Extrait présenté >>
* * * *

En signant chez Warner, étiez-vous conscients que, quelque part, vous devriez accepter des compromis ?

M. : Nous en sommes conscients. D'ailleurs, nous avons réfléchi longuement avant de prendre cette décision. Parce que cette situation n'était pas prévue. C'est à dire que depuis que nous jouons ensemble, nous en sommes à notre troisième groupe. En outre, celui-ci est celui pour lequel nous avions le moins d'ambitions. On espérait, quand même, finir par décrocher un contrat. Au sein d'un petit label indépendant, par exemple. Mais lorsque nous avons reçu une proposition d'un major, on s'est demandé ce qui nous arrivait. On ne s'y attendait vraiment pas !…

D. : On n'y pensait même pas ! On s'est cassé la tête pensant plusieurs mois avant de prendre une décision. Nous n'en dormions plus. Nous voulions protéger la formation, car nous savions qu'en acceptant cette proposition, nous prenions des risques. En fait, sur dix groupes signés par un major, je crois qu'au moins six d'entre eux sont obligés de splitter. A cause du contrat. Parce que lorsqu'on ne vend pas assez de disques, la seule raison de survivre, c'est de casser le groupe. C'est l'unique solution pour gommer la dette que te lie à ce type de label…

M. : Une telle aventure est toujours périlleuse. D'abord, parce nous aimons ce que nous faisons ; ensuite, parce que nous sommes très soucieux de préserver le capital confiance qui s'est instauré entre le public et nous-mêmes. C'était sans doute la seule raison de ne pas signer. Au bout du compte, on s'est dit que nos disques pouvaient se retrouver dans tous les bacs des disquaires. Que ce serait bien, car c'est une raison pour laquelle on se produit en concert. Evidemment, signer pour une grande firme, ce n'est pas très cool. Mais prendre des décisions à cause de quelque chose qui est cool ou pas cool, ce n'est pas très cool… (rires). Dans ces conditions, nous n'avions pas de raison de refuser cette offre.

Léonard Cohen, est-ce un symbole pour Nada Surf ?

M. : Si on veut. Nous apprécions beaucoup ses textes, sa voix, sa manière de jouer de la guitare. Mais surtout ses textes, souvent pervers et un peu sadiques. Et les mélodies également. Des mélodies folk méditerranéennes (NDR : difficile à prononcer pour un anglophone !)

* * * *

Ensemble d'enregistrements >>
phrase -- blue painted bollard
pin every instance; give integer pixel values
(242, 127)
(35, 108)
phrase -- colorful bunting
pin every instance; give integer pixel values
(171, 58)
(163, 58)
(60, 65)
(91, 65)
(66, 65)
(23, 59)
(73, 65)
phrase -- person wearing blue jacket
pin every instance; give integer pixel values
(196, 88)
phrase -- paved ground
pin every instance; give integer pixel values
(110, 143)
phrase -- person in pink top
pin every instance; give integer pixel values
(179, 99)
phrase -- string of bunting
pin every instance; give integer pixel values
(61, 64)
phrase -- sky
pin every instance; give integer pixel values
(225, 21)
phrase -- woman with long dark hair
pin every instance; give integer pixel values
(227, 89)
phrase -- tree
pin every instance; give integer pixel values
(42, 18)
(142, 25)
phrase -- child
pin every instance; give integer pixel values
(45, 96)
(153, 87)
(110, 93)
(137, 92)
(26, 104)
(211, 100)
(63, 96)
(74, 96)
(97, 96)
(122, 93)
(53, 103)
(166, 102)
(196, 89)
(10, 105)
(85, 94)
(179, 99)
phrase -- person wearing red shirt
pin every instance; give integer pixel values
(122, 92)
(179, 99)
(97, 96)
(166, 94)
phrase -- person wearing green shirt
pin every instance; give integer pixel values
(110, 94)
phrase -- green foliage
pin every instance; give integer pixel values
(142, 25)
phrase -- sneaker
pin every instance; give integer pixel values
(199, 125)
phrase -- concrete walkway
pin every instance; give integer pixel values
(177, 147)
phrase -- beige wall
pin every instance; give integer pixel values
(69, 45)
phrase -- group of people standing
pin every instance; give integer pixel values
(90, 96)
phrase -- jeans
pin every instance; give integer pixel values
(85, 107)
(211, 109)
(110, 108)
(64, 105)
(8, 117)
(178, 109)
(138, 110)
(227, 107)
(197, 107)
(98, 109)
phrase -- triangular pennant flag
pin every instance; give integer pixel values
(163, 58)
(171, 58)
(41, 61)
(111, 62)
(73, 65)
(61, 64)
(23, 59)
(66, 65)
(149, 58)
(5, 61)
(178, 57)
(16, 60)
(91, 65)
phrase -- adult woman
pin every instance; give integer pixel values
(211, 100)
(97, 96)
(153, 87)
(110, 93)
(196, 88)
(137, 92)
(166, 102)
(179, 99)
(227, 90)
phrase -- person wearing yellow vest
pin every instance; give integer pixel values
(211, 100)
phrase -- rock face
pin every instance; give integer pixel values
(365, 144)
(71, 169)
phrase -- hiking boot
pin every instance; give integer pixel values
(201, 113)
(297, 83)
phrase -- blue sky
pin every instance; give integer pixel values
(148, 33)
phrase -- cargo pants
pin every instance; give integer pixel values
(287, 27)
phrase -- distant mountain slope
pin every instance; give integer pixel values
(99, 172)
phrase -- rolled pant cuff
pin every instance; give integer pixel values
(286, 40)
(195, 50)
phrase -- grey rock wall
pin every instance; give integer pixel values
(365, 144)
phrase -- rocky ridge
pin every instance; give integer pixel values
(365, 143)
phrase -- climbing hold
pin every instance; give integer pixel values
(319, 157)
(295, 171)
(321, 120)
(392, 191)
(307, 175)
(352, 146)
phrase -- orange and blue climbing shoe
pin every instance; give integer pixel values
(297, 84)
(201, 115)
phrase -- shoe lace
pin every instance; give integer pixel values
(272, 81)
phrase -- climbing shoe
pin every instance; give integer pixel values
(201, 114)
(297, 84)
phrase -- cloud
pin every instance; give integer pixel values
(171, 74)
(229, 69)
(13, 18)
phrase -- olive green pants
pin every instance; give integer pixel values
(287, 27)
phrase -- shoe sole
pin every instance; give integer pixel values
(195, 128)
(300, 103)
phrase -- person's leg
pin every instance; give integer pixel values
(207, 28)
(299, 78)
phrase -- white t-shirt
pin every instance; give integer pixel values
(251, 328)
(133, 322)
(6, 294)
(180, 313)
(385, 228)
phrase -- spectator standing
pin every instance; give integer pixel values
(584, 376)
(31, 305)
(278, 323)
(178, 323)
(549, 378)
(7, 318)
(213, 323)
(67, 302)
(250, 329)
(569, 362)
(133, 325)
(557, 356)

* * * *

Exercices >>
**A)** Dans l'entretien avec Nada Surf, combien de groupes sur dix signés par un major sont obligés de splitter, selon D. ?
**B)** Reprenez l'entretien avec Nada Surf à partir de sa dernière phrase et poursuivez-le.
Les enregistrements n'ont aucun rôle à jouer ici.

Réponses attendues >>
**A)** Au moins six.

**B)**
D. : Ses lyrics sont tellement beaux et soignés. Il raconte des histoires personnelles ou des choses embarrassantes avec une facilité inouïe. Nous, lorsque nous écrivons une chanson, il nous arrive de rencontrer d'énormes difficultés pour la terminer. Parce que si je ressens au fond de moi-même ce que je souhaite exprimer, traduire cette sensation, sans trop relater des sentiments personnels ou trop embarrassants, m'est assez difficile. Je n'ai terminé ma chanson que lorsque je suis parvenu à cracher ce que j'ai vraiment à dire. Chez lui, il le fait si naturellement. Il est vraiment fantastique...

M. : J'ai récemment lu " Beautiful loser ", son roman. Il est très beau. Il explore, de la même manière que dans ses chansons, les coins les plus cachés des relations intimes, des relations charnelles. Il pousse très loin l'idée du désir, de la jalousie. Du désir amoureux, et du désir le plus intense. Et c'est très bien écrit…

L'autorité parentale, c'est une idée de l'éducation que vous contestez. Pourquoi ? Défendez-vous votre propre concept de l'éducation des enfants ou est-ce simplement le résultat de conflits rencontrés au cours de votre enfance ?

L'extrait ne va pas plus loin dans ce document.